§ **What needs to be done**
Count the lines in the rows that follow that contain the string "below", treating case as significant. Reply with the number alone.

(Raw rows)

※

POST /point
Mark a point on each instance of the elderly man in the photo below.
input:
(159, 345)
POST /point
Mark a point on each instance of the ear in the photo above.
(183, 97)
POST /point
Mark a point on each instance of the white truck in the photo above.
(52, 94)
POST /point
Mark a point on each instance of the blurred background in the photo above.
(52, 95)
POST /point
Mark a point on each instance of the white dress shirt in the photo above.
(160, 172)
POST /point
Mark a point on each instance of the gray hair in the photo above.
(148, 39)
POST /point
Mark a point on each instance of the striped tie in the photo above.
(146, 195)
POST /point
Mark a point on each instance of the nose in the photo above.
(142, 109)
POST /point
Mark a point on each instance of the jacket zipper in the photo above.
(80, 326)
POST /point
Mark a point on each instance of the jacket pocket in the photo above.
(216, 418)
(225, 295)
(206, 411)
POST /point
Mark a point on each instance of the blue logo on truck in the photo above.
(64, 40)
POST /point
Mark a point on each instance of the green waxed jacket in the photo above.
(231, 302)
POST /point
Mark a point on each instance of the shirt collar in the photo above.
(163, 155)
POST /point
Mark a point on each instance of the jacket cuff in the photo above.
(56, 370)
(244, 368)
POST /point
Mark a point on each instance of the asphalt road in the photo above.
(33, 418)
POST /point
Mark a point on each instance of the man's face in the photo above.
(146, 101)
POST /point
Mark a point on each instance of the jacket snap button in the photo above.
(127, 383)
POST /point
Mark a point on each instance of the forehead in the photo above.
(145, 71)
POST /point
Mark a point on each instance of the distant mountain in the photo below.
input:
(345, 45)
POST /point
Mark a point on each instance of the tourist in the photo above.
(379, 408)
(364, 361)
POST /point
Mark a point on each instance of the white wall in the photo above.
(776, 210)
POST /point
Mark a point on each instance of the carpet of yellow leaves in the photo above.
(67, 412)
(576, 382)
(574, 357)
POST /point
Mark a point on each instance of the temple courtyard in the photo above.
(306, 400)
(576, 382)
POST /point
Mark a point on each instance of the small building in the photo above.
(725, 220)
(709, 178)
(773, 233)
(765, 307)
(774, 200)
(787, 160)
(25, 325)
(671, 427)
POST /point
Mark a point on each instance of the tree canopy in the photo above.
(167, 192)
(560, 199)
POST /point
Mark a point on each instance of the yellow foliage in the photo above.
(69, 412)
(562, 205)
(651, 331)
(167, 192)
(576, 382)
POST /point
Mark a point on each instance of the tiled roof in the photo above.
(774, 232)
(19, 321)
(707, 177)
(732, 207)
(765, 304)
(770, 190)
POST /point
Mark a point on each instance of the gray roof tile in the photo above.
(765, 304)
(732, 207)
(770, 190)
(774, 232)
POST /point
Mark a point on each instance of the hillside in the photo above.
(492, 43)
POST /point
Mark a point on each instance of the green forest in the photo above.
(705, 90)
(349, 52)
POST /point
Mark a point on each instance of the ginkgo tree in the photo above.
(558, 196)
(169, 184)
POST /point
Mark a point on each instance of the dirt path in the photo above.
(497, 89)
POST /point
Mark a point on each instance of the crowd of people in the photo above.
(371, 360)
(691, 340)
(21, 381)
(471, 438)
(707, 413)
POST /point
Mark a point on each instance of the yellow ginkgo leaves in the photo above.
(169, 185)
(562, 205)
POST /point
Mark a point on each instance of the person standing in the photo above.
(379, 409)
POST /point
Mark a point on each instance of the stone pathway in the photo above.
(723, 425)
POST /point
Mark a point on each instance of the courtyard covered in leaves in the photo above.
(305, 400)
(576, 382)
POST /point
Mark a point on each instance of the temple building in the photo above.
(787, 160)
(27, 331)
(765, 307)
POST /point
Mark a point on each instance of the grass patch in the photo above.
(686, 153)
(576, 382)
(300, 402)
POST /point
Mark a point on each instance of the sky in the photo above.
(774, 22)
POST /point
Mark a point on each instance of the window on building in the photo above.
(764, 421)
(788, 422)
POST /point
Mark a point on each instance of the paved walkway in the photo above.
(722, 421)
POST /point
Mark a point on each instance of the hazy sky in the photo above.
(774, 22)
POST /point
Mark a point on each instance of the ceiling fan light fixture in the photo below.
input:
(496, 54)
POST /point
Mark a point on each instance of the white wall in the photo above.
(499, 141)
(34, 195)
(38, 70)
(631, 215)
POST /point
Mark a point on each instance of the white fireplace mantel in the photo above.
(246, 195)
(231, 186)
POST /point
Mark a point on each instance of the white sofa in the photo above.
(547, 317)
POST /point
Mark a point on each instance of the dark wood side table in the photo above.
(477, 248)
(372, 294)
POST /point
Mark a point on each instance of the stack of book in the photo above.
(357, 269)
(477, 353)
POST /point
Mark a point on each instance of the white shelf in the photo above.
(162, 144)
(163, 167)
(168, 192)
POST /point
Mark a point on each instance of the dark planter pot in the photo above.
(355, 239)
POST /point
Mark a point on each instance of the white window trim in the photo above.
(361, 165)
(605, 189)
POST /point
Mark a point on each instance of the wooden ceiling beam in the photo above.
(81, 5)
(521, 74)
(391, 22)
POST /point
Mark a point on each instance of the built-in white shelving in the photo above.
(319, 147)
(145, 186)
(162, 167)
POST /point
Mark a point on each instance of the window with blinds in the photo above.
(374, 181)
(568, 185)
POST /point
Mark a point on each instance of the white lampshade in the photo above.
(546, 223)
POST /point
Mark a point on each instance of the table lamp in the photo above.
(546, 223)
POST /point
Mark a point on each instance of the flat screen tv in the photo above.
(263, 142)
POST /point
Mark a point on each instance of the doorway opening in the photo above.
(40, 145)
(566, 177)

※

§ **Answer to the problem**
3